◆ Dataset extract

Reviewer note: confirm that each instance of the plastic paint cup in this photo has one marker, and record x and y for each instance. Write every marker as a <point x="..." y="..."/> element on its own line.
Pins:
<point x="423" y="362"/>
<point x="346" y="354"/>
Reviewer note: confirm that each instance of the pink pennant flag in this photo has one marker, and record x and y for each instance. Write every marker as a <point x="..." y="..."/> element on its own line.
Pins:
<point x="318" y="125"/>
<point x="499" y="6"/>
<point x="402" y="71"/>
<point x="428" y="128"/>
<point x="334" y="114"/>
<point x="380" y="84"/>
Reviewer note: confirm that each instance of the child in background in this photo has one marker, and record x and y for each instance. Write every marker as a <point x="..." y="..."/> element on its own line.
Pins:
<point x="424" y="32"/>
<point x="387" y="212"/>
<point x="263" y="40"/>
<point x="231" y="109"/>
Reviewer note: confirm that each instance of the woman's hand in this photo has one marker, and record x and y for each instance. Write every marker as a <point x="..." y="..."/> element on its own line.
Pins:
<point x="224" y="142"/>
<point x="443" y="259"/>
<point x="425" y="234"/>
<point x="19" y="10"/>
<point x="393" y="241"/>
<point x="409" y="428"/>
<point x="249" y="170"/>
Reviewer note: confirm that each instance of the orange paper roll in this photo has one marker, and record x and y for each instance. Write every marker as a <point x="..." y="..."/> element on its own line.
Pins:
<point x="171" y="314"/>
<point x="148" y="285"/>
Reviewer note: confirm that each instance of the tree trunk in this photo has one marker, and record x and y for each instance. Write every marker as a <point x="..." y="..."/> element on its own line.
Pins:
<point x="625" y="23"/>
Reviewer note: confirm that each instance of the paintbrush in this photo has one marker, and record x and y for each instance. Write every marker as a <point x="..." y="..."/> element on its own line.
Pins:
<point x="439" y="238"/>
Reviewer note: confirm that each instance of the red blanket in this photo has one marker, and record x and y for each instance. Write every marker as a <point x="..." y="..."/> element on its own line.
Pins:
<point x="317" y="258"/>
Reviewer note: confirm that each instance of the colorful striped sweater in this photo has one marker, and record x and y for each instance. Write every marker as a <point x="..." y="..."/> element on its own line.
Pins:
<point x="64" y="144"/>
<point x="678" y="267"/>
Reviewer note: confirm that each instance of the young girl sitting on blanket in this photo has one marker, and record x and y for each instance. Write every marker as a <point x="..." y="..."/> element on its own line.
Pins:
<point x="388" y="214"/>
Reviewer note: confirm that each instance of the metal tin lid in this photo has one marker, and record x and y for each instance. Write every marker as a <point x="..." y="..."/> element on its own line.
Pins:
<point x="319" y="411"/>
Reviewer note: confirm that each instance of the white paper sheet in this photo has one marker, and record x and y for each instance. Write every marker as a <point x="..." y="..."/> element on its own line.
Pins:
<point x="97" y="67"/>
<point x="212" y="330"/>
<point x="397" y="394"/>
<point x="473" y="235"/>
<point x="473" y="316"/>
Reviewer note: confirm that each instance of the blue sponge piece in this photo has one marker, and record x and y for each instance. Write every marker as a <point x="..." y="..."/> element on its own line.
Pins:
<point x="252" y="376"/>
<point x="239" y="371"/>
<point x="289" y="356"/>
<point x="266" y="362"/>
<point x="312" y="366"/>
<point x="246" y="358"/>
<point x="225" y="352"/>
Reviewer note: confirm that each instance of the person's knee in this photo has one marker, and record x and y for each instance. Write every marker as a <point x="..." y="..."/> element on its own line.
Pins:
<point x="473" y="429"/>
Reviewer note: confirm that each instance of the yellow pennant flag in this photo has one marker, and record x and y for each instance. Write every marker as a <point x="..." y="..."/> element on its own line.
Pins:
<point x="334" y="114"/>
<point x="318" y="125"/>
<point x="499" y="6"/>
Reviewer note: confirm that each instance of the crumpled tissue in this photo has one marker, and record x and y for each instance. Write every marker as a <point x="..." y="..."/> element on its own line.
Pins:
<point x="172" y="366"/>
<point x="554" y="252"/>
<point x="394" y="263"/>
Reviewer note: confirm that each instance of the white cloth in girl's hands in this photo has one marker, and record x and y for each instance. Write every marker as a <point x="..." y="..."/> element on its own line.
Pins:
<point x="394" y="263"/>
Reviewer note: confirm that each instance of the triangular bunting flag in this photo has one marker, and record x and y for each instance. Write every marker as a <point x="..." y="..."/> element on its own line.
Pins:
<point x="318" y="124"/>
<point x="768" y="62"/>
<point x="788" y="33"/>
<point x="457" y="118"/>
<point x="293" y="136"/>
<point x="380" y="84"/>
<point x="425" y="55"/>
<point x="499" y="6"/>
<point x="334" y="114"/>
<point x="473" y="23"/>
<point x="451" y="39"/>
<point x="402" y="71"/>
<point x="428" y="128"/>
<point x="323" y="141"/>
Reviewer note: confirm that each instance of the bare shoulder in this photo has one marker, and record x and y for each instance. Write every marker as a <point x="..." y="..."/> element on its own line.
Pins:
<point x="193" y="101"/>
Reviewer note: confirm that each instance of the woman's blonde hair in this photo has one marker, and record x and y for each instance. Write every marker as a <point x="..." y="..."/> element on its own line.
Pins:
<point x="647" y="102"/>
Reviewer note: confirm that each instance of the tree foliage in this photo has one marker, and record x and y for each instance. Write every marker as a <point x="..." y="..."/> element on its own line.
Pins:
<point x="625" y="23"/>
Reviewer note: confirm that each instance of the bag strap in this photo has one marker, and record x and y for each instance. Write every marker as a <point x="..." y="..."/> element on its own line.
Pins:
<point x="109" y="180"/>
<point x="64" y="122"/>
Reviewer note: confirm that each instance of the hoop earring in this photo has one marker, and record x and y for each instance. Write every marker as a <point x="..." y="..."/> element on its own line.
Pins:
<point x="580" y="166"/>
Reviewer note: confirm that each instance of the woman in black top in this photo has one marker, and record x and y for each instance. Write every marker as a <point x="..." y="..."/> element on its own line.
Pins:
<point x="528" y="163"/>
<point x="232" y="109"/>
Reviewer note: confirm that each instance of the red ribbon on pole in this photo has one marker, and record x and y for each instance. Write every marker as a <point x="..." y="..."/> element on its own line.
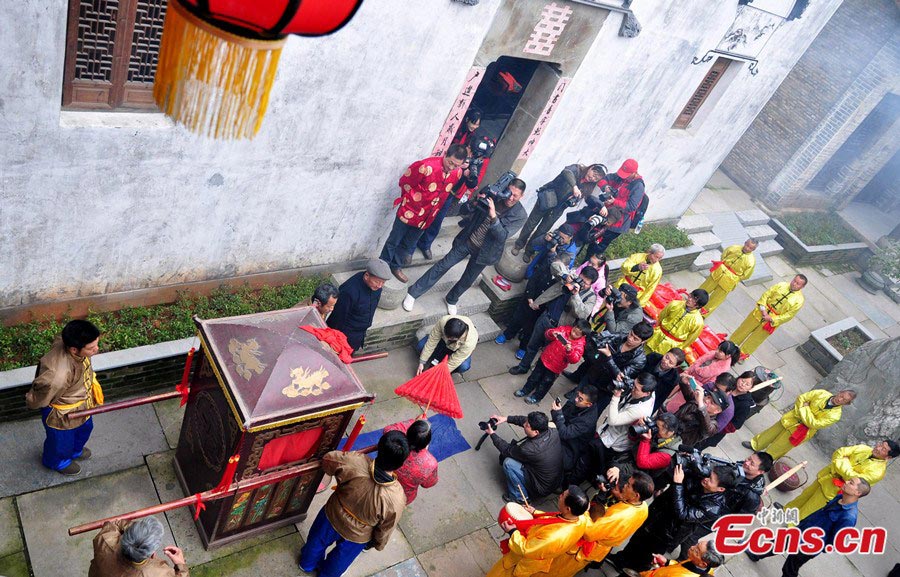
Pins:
<point x="198" y="506"/>
<point x="348" y="446"/>
<point x="182" y="387"/>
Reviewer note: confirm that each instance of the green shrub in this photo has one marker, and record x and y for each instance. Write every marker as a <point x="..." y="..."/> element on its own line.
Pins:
<point x="818" y="228"/>
<point x="23" y="345"/>
<point x="668" y="235"/>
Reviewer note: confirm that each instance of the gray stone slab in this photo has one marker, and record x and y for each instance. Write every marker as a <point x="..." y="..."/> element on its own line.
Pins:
<point x="752" y="217"/>
<point x="469" y="556"/>
<point x="48" y="513"/>
<point x="275" y="558"/>
<point x="10" y="532"/>
<point x="181" y="521"/>
<point x="408" y="568"/>
<point x="370" y="561"/>
<point x="707" y="240"/>
<point x="694" y="223"/>
<point x="119" y="441"/>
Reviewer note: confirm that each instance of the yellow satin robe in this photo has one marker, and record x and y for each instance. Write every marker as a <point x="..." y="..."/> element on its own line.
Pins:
<point x="533" y="555"/>
<point x="643" y="280"/>
<point x="684" y="326"/>
<point x="611" y="530"/>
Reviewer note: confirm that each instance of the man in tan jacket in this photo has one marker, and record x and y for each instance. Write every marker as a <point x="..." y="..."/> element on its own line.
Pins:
<point x="65" y="382"/>
<point x="128" y="549"/>
<point x="363" y="510"/>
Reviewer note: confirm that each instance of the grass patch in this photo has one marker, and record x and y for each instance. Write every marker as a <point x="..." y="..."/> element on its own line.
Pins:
<point x="668" y="235"/>
<point x="818" y="228"/>
<point x="23" y="345"/>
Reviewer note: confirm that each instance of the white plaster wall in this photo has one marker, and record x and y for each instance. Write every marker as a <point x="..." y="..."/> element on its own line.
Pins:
<point x="90" y="210"/>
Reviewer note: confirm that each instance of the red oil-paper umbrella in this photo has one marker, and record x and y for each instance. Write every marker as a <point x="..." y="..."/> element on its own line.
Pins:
<point x="435" y="389"/>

◆ Task prompt
In the listing above, count the lines where the string "pennant" occurs, then give that count and nothing else.

◆ Problem solution
2